((

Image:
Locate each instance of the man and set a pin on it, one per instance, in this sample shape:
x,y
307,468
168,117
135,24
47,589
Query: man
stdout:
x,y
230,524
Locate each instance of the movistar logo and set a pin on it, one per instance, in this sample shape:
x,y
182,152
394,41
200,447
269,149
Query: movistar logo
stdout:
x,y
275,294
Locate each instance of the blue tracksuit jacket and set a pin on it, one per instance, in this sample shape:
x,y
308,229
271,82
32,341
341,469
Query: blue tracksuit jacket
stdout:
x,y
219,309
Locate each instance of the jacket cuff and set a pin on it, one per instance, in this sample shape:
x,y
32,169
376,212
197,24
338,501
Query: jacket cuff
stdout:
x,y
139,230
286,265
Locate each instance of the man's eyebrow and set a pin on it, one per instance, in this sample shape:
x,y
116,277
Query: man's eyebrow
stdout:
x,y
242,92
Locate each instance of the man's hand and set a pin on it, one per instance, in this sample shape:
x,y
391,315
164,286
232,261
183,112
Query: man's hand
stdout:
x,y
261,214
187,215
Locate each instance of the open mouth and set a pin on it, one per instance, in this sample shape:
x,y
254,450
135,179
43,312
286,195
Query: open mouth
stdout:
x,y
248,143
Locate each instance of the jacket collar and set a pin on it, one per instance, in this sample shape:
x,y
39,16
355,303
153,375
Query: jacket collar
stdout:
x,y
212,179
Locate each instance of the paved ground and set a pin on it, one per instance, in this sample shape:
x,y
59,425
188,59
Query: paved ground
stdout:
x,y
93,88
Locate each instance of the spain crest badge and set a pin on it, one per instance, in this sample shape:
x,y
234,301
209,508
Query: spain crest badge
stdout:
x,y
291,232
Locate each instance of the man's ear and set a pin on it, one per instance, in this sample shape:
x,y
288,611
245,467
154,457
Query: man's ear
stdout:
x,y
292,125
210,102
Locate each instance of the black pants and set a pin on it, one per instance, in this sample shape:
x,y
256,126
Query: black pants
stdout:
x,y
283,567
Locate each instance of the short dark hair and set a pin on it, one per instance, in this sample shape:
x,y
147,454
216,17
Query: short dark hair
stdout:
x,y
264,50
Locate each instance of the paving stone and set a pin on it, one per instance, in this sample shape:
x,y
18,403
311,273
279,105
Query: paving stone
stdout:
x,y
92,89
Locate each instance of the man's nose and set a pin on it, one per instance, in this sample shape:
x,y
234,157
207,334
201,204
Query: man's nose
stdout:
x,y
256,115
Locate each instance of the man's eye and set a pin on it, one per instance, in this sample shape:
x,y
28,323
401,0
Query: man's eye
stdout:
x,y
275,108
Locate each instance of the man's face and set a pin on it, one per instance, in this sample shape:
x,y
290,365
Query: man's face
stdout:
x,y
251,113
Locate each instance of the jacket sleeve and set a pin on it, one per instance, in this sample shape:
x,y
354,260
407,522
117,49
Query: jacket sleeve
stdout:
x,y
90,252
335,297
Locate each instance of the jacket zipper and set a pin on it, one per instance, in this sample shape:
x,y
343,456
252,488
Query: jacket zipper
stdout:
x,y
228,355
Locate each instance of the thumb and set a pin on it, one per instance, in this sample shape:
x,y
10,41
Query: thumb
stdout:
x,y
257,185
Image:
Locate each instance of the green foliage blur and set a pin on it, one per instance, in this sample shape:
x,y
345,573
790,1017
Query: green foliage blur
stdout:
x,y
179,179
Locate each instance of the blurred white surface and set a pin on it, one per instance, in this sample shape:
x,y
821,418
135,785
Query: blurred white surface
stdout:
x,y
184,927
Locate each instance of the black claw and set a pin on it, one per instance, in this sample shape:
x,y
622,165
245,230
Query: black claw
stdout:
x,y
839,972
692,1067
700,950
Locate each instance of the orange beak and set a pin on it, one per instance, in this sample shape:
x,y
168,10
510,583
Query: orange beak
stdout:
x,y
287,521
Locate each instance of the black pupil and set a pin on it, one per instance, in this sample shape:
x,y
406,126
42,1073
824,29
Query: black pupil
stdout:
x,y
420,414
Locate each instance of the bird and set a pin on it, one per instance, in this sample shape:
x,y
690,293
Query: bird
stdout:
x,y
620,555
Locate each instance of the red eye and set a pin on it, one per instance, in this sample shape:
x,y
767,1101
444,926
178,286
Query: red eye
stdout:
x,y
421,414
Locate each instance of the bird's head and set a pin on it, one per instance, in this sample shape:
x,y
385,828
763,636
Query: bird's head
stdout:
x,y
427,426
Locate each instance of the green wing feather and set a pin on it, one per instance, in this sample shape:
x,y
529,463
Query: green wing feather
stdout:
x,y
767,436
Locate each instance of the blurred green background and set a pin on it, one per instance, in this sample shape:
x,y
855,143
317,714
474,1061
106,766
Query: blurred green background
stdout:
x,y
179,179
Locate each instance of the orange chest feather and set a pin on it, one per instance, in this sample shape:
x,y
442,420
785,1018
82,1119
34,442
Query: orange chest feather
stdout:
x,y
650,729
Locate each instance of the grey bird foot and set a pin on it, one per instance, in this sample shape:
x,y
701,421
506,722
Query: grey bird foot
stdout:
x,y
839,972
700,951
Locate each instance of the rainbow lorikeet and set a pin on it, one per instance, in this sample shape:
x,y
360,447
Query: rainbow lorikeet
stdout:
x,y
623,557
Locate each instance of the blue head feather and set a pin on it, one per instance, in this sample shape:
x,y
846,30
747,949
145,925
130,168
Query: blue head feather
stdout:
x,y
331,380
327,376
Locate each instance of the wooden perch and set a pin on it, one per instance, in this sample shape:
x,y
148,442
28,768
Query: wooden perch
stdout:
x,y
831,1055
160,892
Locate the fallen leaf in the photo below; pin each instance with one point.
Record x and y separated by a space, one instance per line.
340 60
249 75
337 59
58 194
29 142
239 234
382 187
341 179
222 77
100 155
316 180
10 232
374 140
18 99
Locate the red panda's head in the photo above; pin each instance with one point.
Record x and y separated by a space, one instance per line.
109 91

))

Direction
Render the items above as a JSON list of strings, one string per line and blank lines left out. Begin at the line that contains "Locate each instance of the blurred green" and stop after the final line of the items.

Written response
[
  "Locate each instance of the blurred green background and set a pin on it, one per instance, in this sample shape:",
  "x,y",
  "855,143",
  "317,714",
  "474,1061",
  "106,766",
  "Query: blurred green background",
  "stdout:",
  "x,y",
  "179,179",
  "Locate each instance of the orange chest feather and set a pin on it, one per instance, in this sample shape:",
  "x,y",
  "442,420",
  "785,1018",
  "82,1119",
  "34,442",
  "Query: orange chest feather",
  "stdout:",
  "x,y",
  "650,729",
  "Locate each instance of the grey bird foot and set a pin on it, one per instance, in this sample shape:",
  "x,y",
  "701,421",
  "506,722",
  "Query: grey bird foot",
  "stdout:",
  "x,y",
  "839,972",
  "700,951",
  "Locate each instance of the rainbow lorikeet and set a pin on it, one per instance, in this sample shape:",
  "x,y",
  "360,447",
  "Query: rainbow lorikeet",
  "stdout:",
  "x,y",
  "623,557",
  "Locate each instance of the blue head feather and set a pin on it, one per instance, in this sample shape:",
  "x,y",
  "846,30",
  "747,949",
  "145,925",
  "130,168",
  "Query: blue head feather",
  "stdout:",
  "x,y",
  "331,380",
  "327,376",
  "Locate each instance of the wooden perch and set a pin on it, one per instance, in this sample shape:",
  "x,y",
  "148,442",
  "28,768",
  "Query: wooden perch",
  "stdout:",
  "x,y",
  "831,1055",
  "160,892",
  "Locate the fallen leaf in the photo below; pin each instance with one point.",
  "Record x and y separated by a space, one instance per line.",
  "340 60",
  "249 75",
  "337 59",
  "58 194",
  "29 142",
  "239 234",
  "382 187",
  "341 179",
  "222 77",
  "100 155",
  "316 180",
  "10 232",
  "374 140",
  "18 99",
  "Locate the red panda's head in the photo above; pin each instance with one point.",
  "Record x and y separated by a space, one instance per line.",
  "109 91"
]